INPUT FOR THIS TASK:

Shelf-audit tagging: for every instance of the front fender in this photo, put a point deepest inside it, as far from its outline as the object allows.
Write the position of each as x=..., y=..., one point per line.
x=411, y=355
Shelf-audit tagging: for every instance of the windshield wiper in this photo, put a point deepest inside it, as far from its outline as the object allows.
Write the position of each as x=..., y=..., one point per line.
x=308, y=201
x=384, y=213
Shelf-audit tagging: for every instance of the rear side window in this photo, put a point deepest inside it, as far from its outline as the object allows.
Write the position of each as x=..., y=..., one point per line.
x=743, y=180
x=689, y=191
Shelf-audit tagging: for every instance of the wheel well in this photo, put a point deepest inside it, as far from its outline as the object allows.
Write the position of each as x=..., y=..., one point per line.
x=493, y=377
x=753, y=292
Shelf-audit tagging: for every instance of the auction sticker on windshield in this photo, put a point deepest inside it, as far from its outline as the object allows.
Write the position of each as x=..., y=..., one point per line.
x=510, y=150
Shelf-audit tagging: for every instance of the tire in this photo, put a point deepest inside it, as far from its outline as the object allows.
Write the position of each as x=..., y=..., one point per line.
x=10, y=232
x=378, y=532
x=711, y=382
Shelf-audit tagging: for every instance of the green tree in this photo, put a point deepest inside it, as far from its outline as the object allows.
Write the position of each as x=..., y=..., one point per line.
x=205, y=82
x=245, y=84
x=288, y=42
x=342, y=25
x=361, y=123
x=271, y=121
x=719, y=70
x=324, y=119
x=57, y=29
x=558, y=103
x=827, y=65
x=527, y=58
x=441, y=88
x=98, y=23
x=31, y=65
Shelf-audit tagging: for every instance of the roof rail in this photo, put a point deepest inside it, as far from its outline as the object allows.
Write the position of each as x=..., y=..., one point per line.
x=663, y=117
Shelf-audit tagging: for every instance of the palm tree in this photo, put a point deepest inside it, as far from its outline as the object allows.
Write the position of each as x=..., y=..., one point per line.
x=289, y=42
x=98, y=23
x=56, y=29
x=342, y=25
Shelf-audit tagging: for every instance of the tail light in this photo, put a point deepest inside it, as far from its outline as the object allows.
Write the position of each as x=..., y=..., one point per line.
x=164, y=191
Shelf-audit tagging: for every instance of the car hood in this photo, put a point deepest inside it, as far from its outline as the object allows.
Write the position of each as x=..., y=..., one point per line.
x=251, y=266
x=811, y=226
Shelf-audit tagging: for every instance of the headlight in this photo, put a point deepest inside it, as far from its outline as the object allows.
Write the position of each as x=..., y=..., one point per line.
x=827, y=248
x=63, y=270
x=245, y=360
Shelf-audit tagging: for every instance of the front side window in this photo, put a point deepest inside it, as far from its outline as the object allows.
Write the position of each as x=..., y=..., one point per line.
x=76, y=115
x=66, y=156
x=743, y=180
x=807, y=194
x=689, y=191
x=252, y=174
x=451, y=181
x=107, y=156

TASK DESCRIPTION: Beginning with the opening line above, retype the records exactly through the line with "Shelf-audit tagging: for every instance of the green", both ends included.

ANSWER FOR THIS EXERCISE:
Shelf-audit tagging: for every instance of the front fender in this photo, put a point deepest inside it, as far from its outline as the object allows.
Write the position of each as x=..., y=..., one point per line.
x=411, y=355
Shelf-audit tagging: for every instance of the windshield wiper in this photo, put a point deepest inside it, as far from its outline as the object allows.
Write the position of each as x=..., y=..., one point per line.
x=308, y=201
x=384, y=213
Shelf-audit tagging: for every instance of the rear side window in this photo, put a point deepest inside it, as far from its outline as the object allows.
Write the position of each as x=..., y=..., one point per line.
x=743, y=180
x=689, y=191
Shelf-audit tagging: for every instance of the wheel well in this photo, put a point deepest inside it, as far from its outline as the object allows.
Write the position of each as x=..., y=..., one point per line.
x=493, y=377
x=753, y=292
Shelf-audit tagging: for every instance of the auction sticker on windshield in this photo, put a point deepest inside it, as far from its outline as the object allows.
Write the position of each as x=..., y=..., one point per line.
x=510, y=150
Shelf-audit tagging: for every instance of the tire in this photo, put a point deepest inside it, as far from its outline as the object allows.
Write the position of each as x=..., y=..., one point per line.
x=10, y=232
x=378, y=532
x=711, y=382
Shelf-audit tagging: for every instance of the green tree in this photo, put a point deepest inside it, as far from its outline as the object allows.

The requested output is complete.